● Compito da svolgere
Aggiorna il testo sull'omicidio di Emilio Alessandrini riscrivendo il tratto che va da "L’inizio del così" fino a "sua azione investigativa.", con "controverso" al posto di "discusso".

● Testo proposto
29 gennaio 1979: l’omicidio di Emilio Alessandrini

La mattina del 29 gennaio 1979 il magistrato Emilio Alessandrini venne assassinato da un gruppo di fuoco dell’organizzazione armata di estrema sinistra Prima Linea. Sostituto procuratore della Repubblica a Milano fin dal 1968, salì alla ribalta delle cronache nei primissimi anni ’70 per aver condotto assieme a Gerardo D’Ambrosio e Luigi Fiasconaro l’istruttoria relativa alla strage di piazza Fontana, indirizzando le indagini verso i gruppo neofascisti ma anche portando alla luce le attività di depistaggio condotte di esponenti dei Servizi Segreti. Con il trascorrere degli anni, l’incremento numerico e l’inasprimento dell’attivismo dei gruppi estremisti di sinistra, la sua zelante opera di magistrato lo vide sempre più impegnato nella repressione di questi ultimi tanto che fu fra i primi ad avviare delle indagini sugli ambienti dell’Autonomia Operaia milanese.

L’inizio del così detto “Processo 7 aprile” contro i militanti di quest’ultima formazione politica, dunque, lo vide convinto collaboratore del giudice Pietro Calogero cui si dovette l’apertura di quel discusso procedimento basato sulla convinzione, poi rivelatasi del tutto infondata, che dietro le azioni dei gruppi armati vi fossero gli ideologi di Autonomia stessa. Fu, probabilmente, proprio questo suo impegno nonché l’alacre lavoro cui si dedicò negli ultimi mesi della sua vita per l’istituzione di un pool antiterrorismo che raccogliesse magistrati di diverse procure, a farlo entrare nel mirino di quelle stesse formazioni contro cui conduceva la sua azione investigativa.

Il 29 gennaio 1979, dunque, Alessandrini accompagnò il figlio Marco a scuola e, fatto ritorno alla sua abitazione, prese la sua autovettura per recarsi a lavoro. Come ogni mattina imboccò via Umbria e si fermò al semaforo con via Muratori, un incrocio critico che lo obbligava spesso a fermarsi con il rosso. Fu proprio qui che il suo mezzo fu agganciato dal commando dei militanti di Prima Linea: due di loro, scesi da un’auto nei pressi della quale rimasero altri due complici “di copertura”, si avvicinarono al finestrino del guidatore, lo ruppero con il calcio di una pistola e aprirono il fuoco per otto volte nell’abitacolo. Emilio Alessandrini morì sul colpo e i suoi attentatori, coperti da un fumogeno lanciato da un quinto membro del commando, poterono darsi alla fuga indisturbati. Fu solo nel 1980 che il pentito Roberto Sandalo rivelò la composizione del gruppo di fuoco: responsabili dell’agguato erano stati Sergio Segio e Marco Donat-Cattin coperti nella loro azione da Michele Viscardi e Umberto Mazzola; ad attenderli nell’auto con cui fuggirono Bruno Russo Palombi.

● Dati forniti
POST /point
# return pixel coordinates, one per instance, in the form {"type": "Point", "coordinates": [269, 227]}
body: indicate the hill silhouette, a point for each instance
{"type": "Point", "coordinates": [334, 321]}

● Soluzione proposta
L’inizio del così detto “Processo 7 aprile” contro i militanti di quest’ultima formazione politica, dunque, lo vide convinto collaboratore del giudice Pietro Calogero cui si dovette l’apertura di quel controverso procedimento basato sulla convinzione, poi rivelatasi del tutto infondata, che dietro le azioni dei gruppi armati vi fossero gli ideologi di Autonomia stessa. Fu, probabilmente, proprio questo suo impegno nonché l’alacre lavoro cui si dedicò negli ultimi mesi della sua vita per l’istituzione di un pool antiterrorismo che raccogliesse magistrati di diverse procure, a farlo entrare nel mirino di quelle stesse formazioni contro cui conduceva la sua azione investigativa.